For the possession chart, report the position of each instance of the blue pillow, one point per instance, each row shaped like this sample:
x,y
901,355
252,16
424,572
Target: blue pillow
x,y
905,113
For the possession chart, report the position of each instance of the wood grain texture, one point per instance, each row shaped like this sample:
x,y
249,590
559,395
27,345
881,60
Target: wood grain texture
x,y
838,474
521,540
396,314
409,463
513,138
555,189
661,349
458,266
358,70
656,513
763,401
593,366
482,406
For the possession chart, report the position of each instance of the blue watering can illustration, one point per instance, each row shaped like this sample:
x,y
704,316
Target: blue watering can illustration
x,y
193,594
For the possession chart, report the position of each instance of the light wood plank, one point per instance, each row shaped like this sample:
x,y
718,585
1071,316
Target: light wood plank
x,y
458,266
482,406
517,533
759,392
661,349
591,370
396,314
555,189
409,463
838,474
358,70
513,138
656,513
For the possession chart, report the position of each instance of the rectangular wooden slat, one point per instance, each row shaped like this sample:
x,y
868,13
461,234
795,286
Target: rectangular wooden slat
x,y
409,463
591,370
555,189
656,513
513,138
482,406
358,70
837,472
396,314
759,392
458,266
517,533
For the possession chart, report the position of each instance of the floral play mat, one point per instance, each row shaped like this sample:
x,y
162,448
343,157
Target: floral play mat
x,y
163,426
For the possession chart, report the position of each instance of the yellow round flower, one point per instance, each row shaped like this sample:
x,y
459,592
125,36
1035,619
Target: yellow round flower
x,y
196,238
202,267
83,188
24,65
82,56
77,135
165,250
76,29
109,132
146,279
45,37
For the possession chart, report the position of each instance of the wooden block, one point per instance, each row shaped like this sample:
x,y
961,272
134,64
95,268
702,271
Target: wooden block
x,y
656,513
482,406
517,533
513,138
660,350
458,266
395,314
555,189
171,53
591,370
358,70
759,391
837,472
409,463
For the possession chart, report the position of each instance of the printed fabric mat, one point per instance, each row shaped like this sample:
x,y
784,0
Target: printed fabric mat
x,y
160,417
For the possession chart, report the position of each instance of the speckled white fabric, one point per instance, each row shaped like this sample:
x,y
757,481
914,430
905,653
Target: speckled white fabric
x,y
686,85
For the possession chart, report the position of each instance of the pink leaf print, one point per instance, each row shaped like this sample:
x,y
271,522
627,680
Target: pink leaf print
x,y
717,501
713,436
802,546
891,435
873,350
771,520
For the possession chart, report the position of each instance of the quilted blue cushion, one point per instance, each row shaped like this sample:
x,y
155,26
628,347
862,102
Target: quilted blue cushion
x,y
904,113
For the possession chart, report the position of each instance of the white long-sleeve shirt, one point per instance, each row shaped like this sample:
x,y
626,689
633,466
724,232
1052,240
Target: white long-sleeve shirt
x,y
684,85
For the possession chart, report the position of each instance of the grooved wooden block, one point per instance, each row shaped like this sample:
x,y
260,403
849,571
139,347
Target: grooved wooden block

= = = = =

**EXERCISE PROMPT**: Write out the data again, exactly and in full.

**EXERCISE RESPONSE**:
For the possession chart, report the position of each instance of the blue pillow, one point per instance, each row shaped like this sample:
x,y
901,355
252,16
424,572
Target: blue pillow
x,y
905,113
For the possession chart, report the position of each instance of the wood grain texture, one point per instance, each row shaped like this sample:
x,y
249,590
559,395
27,345
881,60
Target: wood grain texture
x,y
838,474
521,540
396,314
409,463
513,138
555,189
661,349
458,266
358,70
656,513
763,401
593,366
482,406
For the possession chart, report the position of each instance of the blue watering can illustration, one point per instance, each row shaped like this sample:
x,y
704,316
Target: blue watering can illustration
x,y
193,594
For the possession chart, report the position of each instance of the light wood plank, one point per instance, each row shaped like this sample:
x,y
718,585
1071,316
Target: light wood plank
x,y
458,266
482,406
517,533
759,392
661,349
591,370
396,314
555,189
409,463
838,474
358,70
513,138
656,513
For the possession chart, report the position of each instance of the rectangular wooden slat, one point per instance, each row shaped like this sample:
x,y
868,13
461,234
795,286
Target: rectangular wooden slat
x,y
409,463
591,370
555,189
656,513
513,138
482,406
358,70
837,472
396,314
759,392
458,266
517,533
For the possession chart, report the position of each instance of the floral play mat, one point per instance, each row shaped like this sample:
x,y
162,448
343,157
Target: floral play mat
x,y
163,426
For the possession chart, report the position of each instance of the yellow round flower, one point per instance, each row shaped like this sample:
x,y
459,592
125,36
1035,619
Target: yellow round flower
x,y
196,238
202,267
83,188
24,65
82,56
77,135
165,250
76,29
109,132
146,279
45,37
For the possession chart, report the position of each instance of the wooden block, one point per instance, each row shaped like this sample:
x,y
961,272
134,64
95,268
702,271
Target: wooden block
x,y
656,513
482,406
517,533
513,138
660,350
458,266
395,314
555,189
171,53
591,370
358,70
759,391
837,472
409,463
For the possession chart, report the position of each instance of the printed fabric mat, one point per instance, each row shaped like this sample:
x,y
784,0
Target: printed fabric mat
x,y
160,417
For the possession chart, report the position of each instance of the speckled white fabric, one point per instance, each row shaped like this sample:
x,y
757,481
914,430
905,653
Target: speckled white fabric
x,y
686,85
For the possession chart, report the position of each instance of the pink leaf print, one point per instance, each row shaped like this sample:
x,y
271,522
627,680
Target: pink leaf print
x,y
717,501
713,436
802,546
891,435
873,350
771,520
For the possession chart, report the position of each instance of the quilted blue cushion, one point per instance, each row shaped like this sample:
x,y
155,26
628,347
862,102
Target: quilted blue cushion
x,y
904,113
For the possession chart, report the position of each instance of the white long-sleeve shirt, one point per instance, each row shaped like this sample:
x,y
626,689
633,466
724,232
1052,240
Target: white long-sleeve shirt
x,y
684,85
For the possession chart, report the position of each instance of the grooved wooden block, one point per instance, each row shaped like this sample:
x,y
260,403
849,571
139,347
Target: grooved wooden block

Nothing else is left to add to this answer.